* Goal *
Copy the entries below, replacing "hot dog" with "frankfurter" everywhere it appears and leaving everything else unchanged.

* Given entries *
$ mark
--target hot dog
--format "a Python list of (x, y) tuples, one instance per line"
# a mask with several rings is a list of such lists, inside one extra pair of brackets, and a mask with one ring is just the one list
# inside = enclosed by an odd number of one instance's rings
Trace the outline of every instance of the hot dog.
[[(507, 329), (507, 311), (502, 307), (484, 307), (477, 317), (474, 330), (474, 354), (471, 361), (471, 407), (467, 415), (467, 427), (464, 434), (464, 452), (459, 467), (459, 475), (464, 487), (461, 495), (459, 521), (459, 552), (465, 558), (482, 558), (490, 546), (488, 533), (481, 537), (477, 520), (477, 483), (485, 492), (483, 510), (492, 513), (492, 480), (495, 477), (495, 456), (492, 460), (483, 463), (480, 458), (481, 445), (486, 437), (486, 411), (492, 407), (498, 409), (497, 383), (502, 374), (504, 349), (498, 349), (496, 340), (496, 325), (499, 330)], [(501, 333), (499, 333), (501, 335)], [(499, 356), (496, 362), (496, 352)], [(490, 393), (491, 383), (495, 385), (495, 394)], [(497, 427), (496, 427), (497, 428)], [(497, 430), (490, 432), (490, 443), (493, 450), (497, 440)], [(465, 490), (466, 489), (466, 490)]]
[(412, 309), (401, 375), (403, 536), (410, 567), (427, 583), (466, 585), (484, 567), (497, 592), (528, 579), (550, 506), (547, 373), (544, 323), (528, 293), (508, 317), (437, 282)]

* Complete response *
$ mark
--target frankfurter
--format "a Python list of (x, y) tuples, one instance per line"
# a mask with several rings is a list of such lists, inside one extra pair of brackets, and a mask with one ring is just the one list
# inside = enclosed by an odd number of one instance's rings
Trace the outline of every instance of the frankfurter.
[[(507, 329), (507, 311), (502, 307), (484, 307), (477, 317), (474, 330), (474, 354), (471, 361), (471, 407), (467, 415), (467, 427), (464, 434), (464, 452), (459, 467), (459, 475), (464, 487), (461, 495), (459, 521), (459, 552), (465, 558), (482, 558), (490, 546), (488, 533), (481, 537), (477, 520), (477, 483), (485, 492), (483, 510), (492, 513), (492, 480), (495, 477), (495, 456), (492, 460), (483, 463), (480, 458), (481, 445), (486, 437), (486, 411), (492, 407), (498, 409), (497, 383), (502, 374), (504, 349), (498, 349), (496, 340), (496, 325), (499, 330)], [(501, 333), (499, 333), (501, 335)], [(499, 356), (496, 362), (496, 352)], [(490, 393), (491, 383), (495, 385), (495, 394)], [(497, 427), (496, 427), (497, 428)], [(497, 430), (490, 432), (490, 443), (493, 450), (497, 440)], [(465, 490), (466, 489), (466, 490)]]
[(412, 309), (401, 375), (403, 536), (410, 567), (427, 583), (466, 585), (484, 567), (497, 592), (528, 579), (550, 506), (547, 373), (544, 323), (528, 293), (508, 317), (437, 282)]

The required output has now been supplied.